Point localization data:
============

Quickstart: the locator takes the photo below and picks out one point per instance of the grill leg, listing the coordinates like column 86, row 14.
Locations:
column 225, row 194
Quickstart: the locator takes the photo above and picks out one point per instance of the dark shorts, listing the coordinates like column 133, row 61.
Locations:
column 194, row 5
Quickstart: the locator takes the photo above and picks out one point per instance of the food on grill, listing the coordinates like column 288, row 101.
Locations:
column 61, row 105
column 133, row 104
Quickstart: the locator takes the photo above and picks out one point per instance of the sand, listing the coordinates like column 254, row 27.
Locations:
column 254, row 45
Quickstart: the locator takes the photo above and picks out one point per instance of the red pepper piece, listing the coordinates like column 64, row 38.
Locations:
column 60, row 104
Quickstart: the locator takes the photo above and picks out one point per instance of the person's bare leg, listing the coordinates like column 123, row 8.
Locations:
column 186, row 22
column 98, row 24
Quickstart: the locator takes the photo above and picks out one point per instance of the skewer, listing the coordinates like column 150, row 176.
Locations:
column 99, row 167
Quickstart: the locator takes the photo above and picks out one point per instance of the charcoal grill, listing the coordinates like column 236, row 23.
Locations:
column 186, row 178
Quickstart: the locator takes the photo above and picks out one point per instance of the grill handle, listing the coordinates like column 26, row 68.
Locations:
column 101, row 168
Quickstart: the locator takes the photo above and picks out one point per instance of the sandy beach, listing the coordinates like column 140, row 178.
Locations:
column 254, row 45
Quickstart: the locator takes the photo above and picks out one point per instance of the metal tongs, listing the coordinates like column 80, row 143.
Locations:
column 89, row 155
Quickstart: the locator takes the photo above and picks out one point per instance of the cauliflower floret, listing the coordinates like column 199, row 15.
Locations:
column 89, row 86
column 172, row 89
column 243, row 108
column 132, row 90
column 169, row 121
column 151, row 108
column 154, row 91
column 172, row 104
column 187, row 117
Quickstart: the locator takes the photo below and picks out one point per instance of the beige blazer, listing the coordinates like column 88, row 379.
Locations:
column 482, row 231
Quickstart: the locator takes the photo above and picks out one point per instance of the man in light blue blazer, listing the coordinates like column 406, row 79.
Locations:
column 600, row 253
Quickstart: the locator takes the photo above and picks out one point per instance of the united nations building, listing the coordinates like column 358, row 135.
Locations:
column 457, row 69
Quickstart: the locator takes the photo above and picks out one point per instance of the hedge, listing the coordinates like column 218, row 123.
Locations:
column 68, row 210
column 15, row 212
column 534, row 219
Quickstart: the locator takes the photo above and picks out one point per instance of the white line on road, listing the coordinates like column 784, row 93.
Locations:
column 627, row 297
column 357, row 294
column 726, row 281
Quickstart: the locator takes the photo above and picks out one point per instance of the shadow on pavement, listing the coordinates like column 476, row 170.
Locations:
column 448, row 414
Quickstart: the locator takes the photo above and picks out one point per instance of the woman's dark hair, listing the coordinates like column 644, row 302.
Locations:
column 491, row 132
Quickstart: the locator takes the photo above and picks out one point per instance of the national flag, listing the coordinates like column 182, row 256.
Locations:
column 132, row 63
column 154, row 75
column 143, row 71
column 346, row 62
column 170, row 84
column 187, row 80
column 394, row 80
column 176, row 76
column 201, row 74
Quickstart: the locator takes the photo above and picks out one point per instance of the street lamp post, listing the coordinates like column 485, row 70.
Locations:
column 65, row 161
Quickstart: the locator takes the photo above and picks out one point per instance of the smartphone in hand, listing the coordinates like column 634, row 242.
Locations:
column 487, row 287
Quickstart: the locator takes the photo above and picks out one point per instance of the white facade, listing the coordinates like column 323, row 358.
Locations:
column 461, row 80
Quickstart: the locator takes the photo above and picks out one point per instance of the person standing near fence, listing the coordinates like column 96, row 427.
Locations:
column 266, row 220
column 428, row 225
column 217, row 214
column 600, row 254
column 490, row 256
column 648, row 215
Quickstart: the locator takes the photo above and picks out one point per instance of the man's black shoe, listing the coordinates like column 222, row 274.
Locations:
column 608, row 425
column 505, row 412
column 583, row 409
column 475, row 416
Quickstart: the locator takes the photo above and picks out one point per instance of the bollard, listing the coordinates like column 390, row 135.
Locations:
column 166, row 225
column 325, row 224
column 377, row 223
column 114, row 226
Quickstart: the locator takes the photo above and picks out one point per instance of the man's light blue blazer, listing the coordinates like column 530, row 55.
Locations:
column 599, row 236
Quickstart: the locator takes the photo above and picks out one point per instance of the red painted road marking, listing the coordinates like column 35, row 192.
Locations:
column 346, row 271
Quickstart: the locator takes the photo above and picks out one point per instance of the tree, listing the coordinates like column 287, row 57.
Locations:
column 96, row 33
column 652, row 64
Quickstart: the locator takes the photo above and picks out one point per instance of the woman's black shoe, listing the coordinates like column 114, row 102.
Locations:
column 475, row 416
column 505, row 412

============

Directions
All the records above need to be transcribed exactly and in full.

Answer space
Quickstart: the locator takes the photo below and picks out one point per instance of the grill leg, listing the coordinates like column 86, row 14.
Locations:
column 225, row 194
Quickstart: the locator takes the photo above and picks out one point per instance of the dark shorts, listing the coordinates like column 133, row 61.
Locations:
column 194, row 5
Quickstart: the locator takes the photo above and picks out one point per instance of the food on grill, listing the coordinates like column 288, row 101.
Locations:
column 61, row 105
column 133, row 104
Quickstart: the locator takes the photo above and picks out one point per instance of the sand, listing the coordinates like column 254, row 27.
Locations:
column 254, row 45
Quickstart: the locator takes the photo above and picks out one point per instance of the red pepper piece, listing the coordinates like column 64, row 38.
Locations:
column 60, row 104
Quickstart: the locator takes the photo above and picks out one point per instance of the person's bare leg, listing the coordinates like column 123, row 8.
Locations:
column 186, row 22
column 98, row 24
Quickstart: the locator takes the photo above and picks out one point per instance of the skewer, listing the coordinates like column 150, row 176.
Locations:
column 99, row 167
Quickstart: the locator takes the photo above and picks out one point per instance of the charcoal grill, listing the coordinates like column 236, row 23.
Locations:
column 186, row 178
Quickstart: the locator takes the photo above and picks out one point per instance of the grill handle, listing the coordinates like column 26, row 68.
Locations:
column 101, row 168
Quickstart: the locator takes the photo above and picks out one point per instance of the sandy beach, listing the coordinates like column 140, row 178.
Locations:
column 254, row 45
Quickstart: the locator takes the photo above and picks out one point per instance of the metal tongs, listing the coordinates like column 80, row 143.
Locations:
column 89, row 155
Quickstart: the locator takes the photo above and picks out one point per instance of the cauliflower floret, listing the coordinates like column 199, row 15.
Locations:
column 89, row 86
column 172, row 89
column 243, row 108
column 132, row 90
column 169, row 121
column 151, row 108
column 154, row 91
column 172, row 104
column 187, row 117
Quickstart: the locator takes the photo below and picks out one point per instance of the beige blazer, listing the coordinates like column 88, row 379.
Locations:
column 482, row 231
Quickstart: the locator takes the photo above and picks out one point per instance of the man in light blue blazer, listing the coordinates like column 406, row 79.
Locations:
column 600, row 253
Quickstart: the locator takes the photo above and picks out one point per instance of the united nations building, listing the coordinates like column 358, row 135.
Locations:
column 457, row 69
Quickstart: the locator takes the photo above and picks out one point per instance of the hedge, listing the coordinates like column 218, row 123.
Locations:
column 68, row 210
column 15, row 212
column 534, row 219
Quickstart: the locator takes the photo above and picks out one point per instance of the white line on road, listing the coordinates like column 784, row 93.
Locations:
column 627, row 297
column 357, row 294
column 726, row 281
Quickstart: the locator takes the photo above and picks out one point per instance of the shadow on pavement, listing the coordinates like column 476, row 170.
Locations:
column 448, row 414
Quickstart: the locator takes the photo above and picks out one point per instance of the woman's dark hair, listing the coordinates like column 644, row 302.
Locations:
column 491, row 132
Quickstart: the locator takes the photo above and picks out one point per instance of the national flag, listing the coordinates like column 182, row 256.
Locations:
column 132, row 63
column 154, row 75
column 143, row 71
column 346, row 62
column 170, row 84
column 187, row 80
column 394, row 80
column 176, row 76
column 201, row 74
Quickstart: the locator takes the photo above and picks out one point per instance of the street lamp post, listing the coordinates like column 485, row 70.
Locations:
column 65, row 161
Quickstart: the locator takes the photo above and picks out one point per instance of the smartphone in hand, listing the coordinates like column 634, row 242.
Locations:
column 487, row 287
Quickstart: the locator takes the photo above and picks out one point per instance of the white facade, listing the coordinates like column 323, row 358.
Locations:
column 461, row 80
Quickstart: the locator takes the photo above and picks out one point per instance of the person standing near fence, listing the coordinates like column 96, row 427.
Locations:
column 266, row 220
column 428, row 225
column 217, row 214
column 600, row 254
column 490, row 256
column 648, row 215
Quickstart: the locator takes the photo above and picks out one point per instance of the man's black shoe, listing the coordinates like column 222, row 274.
Locations:
column 608, row 425
column 505, row 412
column 583, row 409
column 475, row 416
Quickstart: the locator takes the photo above and picks out one point per instance of the bollard, listing the coordinates like column 390, row 135.
Locations:
column 166, row 225
column 325, row 224
column 377, row 223
column 114, row 226
Quickstart: the locator takes the photo above and picks out one point per instance of the man's light blue blazer, listing the coordinates like column 530, row 55.
Locations:
column 599, row 236
Quickstart: the locator takes the photo above and picks out one point per instance of the red painted road marking, listing the coordinates like column 35, row 192.
Locations:
column 346, row 271
Quickstart: the locator takes the photo above and picks out one point per instance of the tree, listing the coordinates like column 287, row 57.
Locations:
column 96, row 33
column 652, row 64
Quickstart: the locator takes the photo above and picks out one point per instance of the woman's black shoe, listing the coordinates like column 114, row 102.
Locations:
column 475, row 416
column 505, row 412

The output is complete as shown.